== PAGE EXTRACT ==
Jaime Barerra, a boat building friend of mine, and I decided to race Beetle Cats around Lake Union after work. We bet a six-pack on the outcome. I used every trick to get my Beetle to go. Board up, board down, board partway up. More peak halyard, less throat halyard. I worked that boat and managed to beat Jaime by about 250 yards after sailing a 2-mile course. Back on the dock I asked Jaime if he had pulled his board up when he was off the wind. Jaime said, “Pull it up? I never put it down.”
It was a blustery fall afternoon, and I decided I’d take a Beetle Cat out. Barreling along, I thought I’d light my pipe. I was in the middle of the lake so I just steered with my foot and ducked my head under the foredeck to get out of the wind. This took some time, but eventually I had a blaze going in my bowl when ? Bam! The boat came to a jarring halt. I had run head-on into a big, black, steel navigational buoy. I was probably doing Beetle Cat hull speed — all of 4 knots — at the time. The boat was fine. The steel buoy had a dent in it and some of its paint was rubbed off onto the cast bronze stem pieces of the Beetle Cat. Beetle Cats are very strong.
I’ve got more stories, but let’s take a look at the history of the boat. The Beetle Cat was designed in 1921 by the Beetle family of Clark’s Point, New Bedford, Massachusetts. The Concordia Co. bought the rights to the Beetle Cat in 1946. In 1960 Concordia’s Beetle Cat Division was moved to South Dartmouth. Leo Telesmanick was the foreman and stayed with the project until his retirement in 1983. Charlie York was trained by Leo and in 1993 bought the rights to the Beetle from Concordia. Leo still looks in on the shop. Today there are more than 3,500 Beetle Cats.

== WHAT TO DO ==
• 1. According to the Beetle Cat text, in what year did the Concordia Co. buy the rights to the Beetle Cat?
• 2. Reproduce the part of the Beetle Cat text from "It was a blustery" up to and including "are very strong.".
The records are not needed for this work.

Source data
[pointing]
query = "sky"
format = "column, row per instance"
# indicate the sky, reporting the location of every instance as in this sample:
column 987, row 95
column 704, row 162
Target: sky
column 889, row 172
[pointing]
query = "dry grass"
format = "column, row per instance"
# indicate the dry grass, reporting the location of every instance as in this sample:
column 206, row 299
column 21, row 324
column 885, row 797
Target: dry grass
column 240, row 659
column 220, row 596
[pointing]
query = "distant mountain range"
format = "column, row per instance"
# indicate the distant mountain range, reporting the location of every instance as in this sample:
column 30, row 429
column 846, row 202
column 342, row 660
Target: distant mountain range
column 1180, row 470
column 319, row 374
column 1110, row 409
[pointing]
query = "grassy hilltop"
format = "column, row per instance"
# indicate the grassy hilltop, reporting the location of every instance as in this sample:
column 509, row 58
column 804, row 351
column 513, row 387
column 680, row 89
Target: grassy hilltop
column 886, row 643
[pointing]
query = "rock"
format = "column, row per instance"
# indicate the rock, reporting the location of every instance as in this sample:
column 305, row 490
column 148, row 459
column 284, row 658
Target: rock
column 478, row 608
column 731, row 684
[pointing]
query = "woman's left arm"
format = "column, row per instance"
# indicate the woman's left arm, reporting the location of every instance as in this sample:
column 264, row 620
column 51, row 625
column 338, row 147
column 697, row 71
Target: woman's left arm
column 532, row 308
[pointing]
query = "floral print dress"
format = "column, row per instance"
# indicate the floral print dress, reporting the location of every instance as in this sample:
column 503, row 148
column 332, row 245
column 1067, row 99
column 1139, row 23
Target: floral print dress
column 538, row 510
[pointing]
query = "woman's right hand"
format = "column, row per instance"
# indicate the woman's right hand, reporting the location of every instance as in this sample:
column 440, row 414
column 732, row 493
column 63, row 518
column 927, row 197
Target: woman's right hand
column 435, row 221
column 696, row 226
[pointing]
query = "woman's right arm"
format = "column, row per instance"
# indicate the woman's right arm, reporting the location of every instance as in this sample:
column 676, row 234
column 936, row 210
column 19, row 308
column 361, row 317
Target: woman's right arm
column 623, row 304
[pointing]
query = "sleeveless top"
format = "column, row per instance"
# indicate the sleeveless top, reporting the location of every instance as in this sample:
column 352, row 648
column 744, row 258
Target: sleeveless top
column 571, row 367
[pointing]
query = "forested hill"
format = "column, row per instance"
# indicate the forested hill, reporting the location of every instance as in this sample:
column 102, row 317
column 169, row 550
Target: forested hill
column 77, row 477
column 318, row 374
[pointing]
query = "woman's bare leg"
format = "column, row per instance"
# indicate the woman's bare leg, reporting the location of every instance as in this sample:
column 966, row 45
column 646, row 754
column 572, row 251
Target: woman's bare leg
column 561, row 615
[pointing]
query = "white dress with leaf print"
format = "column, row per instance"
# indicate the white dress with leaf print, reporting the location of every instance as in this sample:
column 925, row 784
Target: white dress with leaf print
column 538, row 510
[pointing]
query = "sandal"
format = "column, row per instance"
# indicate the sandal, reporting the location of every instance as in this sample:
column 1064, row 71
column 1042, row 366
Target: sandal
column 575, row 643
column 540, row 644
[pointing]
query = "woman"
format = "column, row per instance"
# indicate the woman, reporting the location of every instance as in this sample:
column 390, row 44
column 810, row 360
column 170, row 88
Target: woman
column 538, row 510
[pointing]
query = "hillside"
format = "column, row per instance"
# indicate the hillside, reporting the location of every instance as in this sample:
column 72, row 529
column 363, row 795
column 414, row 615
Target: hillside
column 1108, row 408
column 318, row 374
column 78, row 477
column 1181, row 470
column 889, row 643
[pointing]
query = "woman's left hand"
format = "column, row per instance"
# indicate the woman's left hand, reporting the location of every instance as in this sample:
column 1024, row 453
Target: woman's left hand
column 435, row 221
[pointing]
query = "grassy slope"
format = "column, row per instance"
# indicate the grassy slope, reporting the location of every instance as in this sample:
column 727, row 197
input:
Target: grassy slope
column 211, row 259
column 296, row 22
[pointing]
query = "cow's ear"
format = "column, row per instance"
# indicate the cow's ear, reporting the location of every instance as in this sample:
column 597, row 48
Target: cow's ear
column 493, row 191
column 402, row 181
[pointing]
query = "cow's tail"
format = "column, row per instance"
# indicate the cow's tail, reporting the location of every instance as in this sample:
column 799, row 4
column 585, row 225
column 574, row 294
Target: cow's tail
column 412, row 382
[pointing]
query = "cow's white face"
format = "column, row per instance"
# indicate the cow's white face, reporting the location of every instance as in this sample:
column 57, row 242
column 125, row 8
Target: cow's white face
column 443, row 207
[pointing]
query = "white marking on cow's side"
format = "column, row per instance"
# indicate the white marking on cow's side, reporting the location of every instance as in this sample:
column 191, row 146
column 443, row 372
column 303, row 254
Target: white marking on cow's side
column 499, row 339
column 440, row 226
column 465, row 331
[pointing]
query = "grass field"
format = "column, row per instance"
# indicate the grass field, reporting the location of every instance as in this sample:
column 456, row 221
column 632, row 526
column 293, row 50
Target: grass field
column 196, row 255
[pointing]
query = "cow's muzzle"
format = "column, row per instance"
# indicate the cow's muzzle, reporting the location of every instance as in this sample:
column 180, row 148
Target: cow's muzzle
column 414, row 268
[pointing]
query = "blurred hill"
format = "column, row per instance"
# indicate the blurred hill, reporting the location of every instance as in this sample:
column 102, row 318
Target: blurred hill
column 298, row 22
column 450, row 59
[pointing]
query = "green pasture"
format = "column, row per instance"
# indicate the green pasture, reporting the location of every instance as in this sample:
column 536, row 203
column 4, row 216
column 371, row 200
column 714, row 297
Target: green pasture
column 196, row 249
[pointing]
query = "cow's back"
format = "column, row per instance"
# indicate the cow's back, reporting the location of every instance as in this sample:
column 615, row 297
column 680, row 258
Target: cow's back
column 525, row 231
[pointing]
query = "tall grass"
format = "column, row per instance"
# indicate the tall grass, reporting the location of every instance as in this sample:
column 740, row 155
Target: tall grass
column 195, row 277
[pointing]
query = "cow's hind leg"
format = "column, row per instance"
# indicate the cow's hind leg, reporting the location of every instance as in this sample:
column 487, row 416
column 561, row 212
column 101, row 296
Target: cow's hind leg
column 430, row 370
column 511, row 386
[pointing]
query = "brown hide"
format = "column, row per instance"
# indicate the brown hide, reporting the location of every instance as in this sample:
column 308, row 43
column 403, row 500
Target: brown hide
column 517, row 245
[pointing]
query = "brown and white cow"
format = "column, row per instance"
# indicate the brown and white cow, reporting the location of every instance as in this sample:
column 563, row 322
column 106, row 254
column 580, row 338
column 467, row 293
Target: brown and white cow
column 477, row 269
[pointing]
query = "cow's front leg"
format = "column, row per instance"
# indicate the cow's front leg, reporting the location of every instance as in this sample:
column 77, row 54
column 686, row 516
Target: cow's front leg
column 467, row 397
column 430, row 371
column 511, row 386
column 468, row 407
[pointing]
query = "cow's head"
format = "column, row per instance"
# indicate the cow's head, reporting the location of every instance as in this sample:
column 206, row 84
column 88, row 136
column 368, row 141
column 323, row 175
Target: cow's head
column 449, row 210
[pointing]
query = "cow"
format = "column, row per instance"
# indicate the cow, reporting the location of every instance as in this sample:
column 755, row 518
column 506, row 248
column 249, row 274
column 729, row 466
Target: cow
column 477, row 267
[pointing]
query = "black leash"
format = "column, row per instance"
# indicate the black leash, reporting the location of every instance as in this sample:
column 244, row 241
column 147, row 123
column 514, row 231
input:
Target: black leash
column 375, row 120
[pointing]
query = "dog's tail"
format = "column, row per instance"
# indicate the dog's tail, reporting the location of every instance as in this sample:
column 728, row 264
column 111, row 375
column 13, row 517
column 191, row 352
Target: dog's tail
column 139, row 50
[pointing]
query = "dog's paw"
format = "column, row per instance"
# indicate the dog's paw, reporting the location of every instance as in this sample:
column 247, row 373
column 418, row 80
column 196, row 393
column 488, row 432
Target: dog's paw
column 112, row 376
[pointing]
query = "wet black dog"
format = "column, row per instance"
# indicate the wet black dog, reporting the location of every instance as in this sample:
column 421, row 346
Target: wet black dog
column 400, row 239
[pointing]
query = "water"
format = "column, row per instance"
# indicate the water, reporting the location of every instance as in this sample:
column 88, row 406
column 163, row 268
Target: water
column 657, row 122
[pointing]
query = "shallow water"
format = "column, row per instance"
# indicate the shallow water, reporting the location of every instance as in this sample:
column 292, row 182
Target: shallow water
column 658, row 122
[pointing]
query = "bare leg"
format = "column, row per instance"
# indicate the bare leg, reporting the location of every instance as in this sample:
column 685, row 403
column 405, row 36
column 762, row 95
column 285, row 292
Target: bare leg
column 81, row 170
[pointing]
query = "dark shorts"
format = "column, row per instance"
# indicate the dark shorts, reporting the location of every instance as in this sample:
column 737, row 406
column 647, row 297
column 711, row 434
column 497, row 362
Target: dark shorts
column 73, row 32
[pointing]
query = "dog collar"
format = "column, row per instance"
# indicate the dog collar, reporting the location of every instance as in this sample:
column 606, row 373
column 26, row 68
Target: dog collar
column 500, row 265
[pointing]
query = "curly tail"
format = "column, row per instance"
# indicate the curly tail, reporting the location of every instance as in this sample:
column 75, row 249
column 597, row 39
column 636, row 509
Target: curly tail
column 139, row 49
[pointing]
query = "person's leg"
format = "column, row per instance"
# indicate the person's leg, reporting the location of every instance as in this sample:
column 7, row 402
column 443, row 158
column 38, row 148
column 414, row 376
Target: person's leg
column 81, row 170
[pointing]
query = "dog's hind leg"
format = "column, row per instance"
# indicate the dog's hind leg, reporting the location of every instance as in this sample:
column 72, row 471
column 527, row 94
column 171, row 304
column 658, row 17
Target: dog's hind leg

== SOLVED TASKS ==
• 1. 1946

• 2.
It was a blustery fall afternoon, and I decided I’d take a Beetle Cat out. Barreling along, I thought I’d light my pipe. I was in the middle of the lake so I just steered with my foot and ducked my head under the foredeck to get out of the wind. This took some time, but eventually I had a blaze going in my bowl when ? Bam! The boat came to a jarring halt. I had run head-on into a big, black, steel navigational buoy. I was probably doing Beetle Cat hull speed — all of 4 knots — at the time. The boat was fine. The steel buoy had a dent in it and some of its paint was rubbed off onto the cast bronze stem pieces of the Beetle Cat. Beetle Cats are very strong.